### [EXERCISE DESCRIPTION]
In the passage on Karatsuba-Ofman multiplication, how are the two halves of the integers combined in the subtractive variant instead of being added?

### [ARTICLE]

=-=-=-=-=

In the Karatsuba-Ofman technique, since additions may generate carry bits, the multiplication operation  $(A_H + A_L) \cdot (B_H + B_L)$  is not always fixed in size. When the conditional branch operation is avoided in this multiplication computation to prevent timing attacks, the operands  $A_H + A_L$  and  $B_H + B_L$  are considered with their extra carry bit even when a carry bit is not generated after the addition. This causes overhead in the multiplication computation. This overhead can be eliminated by using the *subtractive Karatsuba-Ofman* technique, a slightly optimized form of the original Karatsuba-Ofman [38], [42]. With this approach, the two halves of the integers to be multiplied are subtracted from each other, instead of being added. Figure 2 shows the operations that take place in subtractive Karatsuba-Ofman.

=-=-=-=-=

### [DATA EXCERPTS]

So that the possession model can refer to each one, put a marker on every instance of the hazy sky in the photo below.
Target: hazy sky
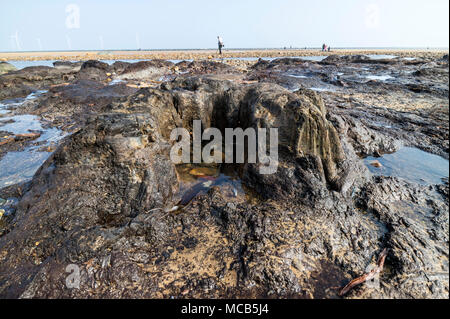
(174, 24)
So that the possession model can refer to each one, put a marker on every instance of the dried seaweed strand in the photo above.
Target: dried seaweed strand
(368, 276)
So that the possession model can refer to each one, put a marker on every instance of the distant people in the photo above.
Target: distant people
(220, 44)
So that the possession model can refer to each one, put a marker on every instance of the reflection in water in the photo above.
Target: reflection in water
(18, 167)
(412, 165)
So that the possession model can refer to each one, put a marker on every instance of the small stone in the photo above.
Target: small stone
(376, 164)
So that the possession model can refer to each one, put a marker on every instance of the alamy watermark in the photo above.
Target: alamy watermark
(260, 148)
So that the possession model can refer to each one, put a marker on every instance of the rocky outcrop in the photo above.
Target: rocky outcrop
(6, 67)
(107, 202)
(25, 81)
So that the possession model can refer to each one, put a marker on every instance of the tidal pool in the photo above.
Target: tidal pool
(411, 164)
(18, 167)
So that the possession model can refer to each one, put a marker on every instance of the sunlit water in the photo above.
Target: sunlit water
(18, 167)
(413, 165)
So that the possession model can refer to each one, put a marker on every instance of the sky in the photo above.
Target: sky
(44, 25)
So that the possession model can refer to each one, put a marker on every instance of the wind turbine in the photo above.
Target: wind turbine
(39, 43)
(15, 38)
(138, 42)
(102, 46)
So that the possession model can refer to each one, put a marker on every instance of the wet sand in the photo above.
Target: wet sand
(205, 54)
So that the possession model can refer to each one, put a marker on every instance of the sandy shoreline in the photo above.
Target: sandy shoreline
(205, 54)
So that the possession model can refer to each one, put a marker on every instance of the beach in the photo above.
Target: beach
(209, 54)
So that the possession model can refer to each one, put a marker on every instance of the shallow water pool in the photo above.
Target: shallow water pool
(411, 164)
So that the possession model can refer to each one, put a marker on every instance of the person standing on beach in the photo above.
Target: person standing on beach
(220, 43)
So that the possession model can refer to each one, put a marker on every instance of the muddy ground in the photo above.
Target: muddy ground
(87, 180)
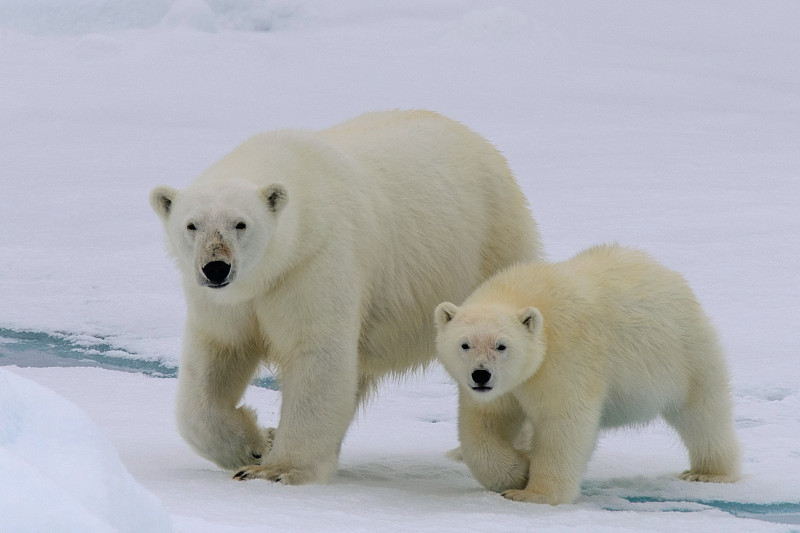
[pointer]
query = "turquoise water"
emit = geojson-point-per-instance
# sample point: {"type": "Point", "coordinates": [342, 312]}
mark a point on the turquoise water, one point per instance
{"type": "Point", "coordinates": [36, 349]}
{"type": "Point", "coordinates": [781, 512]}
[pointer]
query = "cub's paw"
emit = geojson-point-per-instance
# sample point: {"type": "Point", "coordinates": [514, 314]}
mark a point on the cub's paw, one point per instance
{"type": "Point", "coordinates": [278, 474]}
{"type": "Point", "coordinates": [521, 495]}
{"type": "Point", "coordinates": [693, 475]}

=-=-=-=-=

### [RESPONSE]
They are subtracted from each other.